BEGIN Source document
We use the cancer transcriptomes from The Cancer Genome Atlas PanCancerAtlas project to interrogate gene expression states induced by deleterious mutations and copy number alterations and predict the type of cancer for a given expression Performed Dimensionality Reduction on the data by converting set of possibly correlated genetical features into linearly uncorrelated variables using PCA and t-SNE Used Random Forest Classifier and Support Vector Machines for prediction with a 99.17% cross-validation accuracy after hyper-parameter tuning

The data set is a part of RNA-Seq (HiSeq) PANCAN data set, which is a random extraction of gene expressions of patients having different types of tumor, namely Breast invasive carcinoma (BRCA), Kidney renal clear cell carcinoma (KIRC), Colon adenocarcinoma (COAD), Lung adenocarcinoma (LUAD) and Prostate adenocarcinoma (PRAD). This data set is created by University of Genoa and redistributed under creative commons license.
END Source document
> Task statement: Set down the passage from the cancer gene-expression project description word for word, starting with "The data set" and going on through "creative commons license.".
BEGIN Data for review
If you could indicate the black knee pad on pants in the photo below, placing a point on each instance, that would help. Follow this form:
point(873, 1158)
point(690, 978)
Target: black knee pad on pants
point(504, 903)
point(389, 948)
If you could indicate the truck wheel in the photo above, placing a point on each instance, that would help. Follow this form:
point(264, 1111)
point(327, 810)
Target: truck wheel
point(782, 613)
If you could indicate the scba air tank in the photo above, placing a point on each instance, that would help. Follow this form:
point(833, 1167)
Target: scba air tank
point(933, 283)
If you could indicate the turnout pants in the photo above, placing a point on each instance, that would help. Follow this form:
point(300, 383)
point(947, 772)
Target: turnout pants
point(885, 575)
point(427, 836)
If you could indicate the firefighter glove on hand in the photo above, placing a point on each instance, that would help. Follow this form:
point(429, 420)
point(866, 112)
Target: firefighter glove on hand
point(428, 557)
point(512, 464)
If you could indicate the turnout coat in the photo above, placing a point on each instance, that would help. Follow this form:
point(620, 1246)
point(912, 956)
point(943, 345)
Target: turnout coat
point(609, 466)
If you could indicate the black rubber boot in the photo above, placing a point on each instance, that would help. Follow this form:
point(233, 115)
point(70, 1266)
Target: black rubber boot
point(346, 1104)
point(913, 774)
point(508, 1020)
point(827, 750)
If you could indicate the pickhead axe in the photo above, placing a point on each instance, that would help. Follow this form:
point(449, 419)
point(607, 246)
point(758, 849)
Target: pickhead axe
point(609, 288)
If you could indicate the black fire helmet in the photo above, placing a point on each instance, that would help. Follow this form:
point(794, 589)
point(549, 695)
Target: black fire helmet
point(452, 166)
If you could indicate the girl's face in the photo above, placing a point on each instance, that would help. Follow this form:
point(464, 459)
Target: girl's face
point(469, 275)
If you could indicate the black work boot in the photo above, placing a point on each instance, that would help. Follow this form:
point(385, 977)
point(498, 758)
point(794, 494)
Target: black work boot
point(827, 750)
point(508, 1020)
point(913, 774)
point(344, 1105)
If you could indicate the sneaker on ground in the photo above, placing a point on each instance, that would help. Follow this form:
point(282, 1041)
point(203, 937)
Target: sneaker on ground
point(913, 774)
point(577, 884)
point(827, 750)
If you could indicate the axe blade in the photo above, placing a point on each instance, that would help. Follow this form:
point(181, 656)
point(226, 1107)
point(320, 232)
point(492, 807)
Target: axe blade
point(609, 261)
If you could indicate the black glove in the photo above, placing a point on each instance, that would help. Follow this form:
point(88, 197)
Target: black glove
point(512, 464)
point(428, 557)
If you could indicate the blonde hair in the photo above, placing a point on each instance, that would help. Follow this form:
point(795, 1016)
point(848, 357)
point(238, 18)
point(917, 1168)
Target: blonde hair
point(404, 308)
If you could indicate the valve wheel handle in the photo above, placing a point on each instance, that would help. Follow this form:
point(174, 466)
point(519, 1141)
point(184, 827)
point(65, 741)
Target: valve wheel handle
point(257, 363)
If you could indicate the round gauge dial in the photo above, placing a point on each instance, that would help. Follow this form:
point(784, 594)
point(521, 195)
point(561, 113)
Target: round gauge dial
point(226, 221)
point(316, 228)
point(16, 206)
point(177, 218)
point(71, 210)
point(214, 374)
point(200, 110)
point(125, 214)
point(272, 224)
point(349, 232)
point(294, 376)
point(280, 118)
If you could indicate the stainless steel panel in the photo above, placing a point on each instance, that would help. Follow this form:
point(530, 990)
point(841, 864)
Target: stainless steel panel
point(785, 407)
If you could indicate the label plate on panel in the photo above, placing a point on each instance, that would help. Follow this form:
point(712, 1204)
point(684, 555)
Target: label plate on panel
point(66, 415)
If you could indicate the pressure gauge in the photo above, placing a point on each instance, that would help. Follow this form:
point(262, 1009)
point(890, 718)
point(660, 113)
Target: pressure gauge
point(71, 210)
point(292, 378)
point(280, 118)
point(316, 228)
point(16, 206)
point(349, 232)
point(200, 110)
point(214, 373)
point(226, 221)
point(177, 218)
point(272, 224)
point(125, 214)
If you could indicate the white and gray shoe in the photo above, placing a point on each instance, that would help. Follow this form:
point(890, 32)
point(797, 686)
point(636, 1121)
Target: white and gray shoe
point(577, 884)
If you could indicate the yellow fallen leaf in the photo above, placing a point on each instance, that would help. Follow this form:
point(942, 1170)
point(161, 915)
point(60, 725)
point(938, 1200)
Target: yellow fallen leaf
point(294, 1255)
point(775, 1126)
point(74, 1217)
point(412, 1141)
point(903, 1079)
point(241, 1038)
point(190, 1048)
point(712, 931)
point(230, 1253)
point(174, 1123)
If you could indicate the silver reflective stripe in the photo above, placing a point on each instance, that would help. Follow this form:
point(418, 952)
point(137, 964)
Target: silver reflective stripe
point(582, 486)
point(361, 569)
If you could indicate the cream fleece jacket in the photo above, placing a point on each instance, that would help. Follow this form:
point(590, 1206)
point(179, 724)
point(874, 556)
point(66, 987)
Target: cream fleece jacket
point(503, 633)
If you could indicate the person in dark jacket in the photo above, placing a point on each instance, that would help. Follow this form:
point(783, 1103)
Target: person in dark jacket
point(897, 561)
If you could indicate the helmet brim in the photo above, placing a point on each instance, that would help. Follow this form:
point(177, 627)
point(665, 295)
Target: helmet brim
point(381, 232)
END Data for review
> The completed task:
The data set is a part of RNA-Seq (HiSeq) PANCAN data set, which is a random extraction of gene expressions of patients having different types of tumor, namely Breast invasive carcinoma (BRCA), Kidney renal clear cell carcinoma (KIRC), Colon adenocarcinoma (COAD), Lung adenocarcinoma (LUAD) and Prostate adenocarcinoma (PRAD). This data set is created by University of Genoa and redistributed under creative commons license.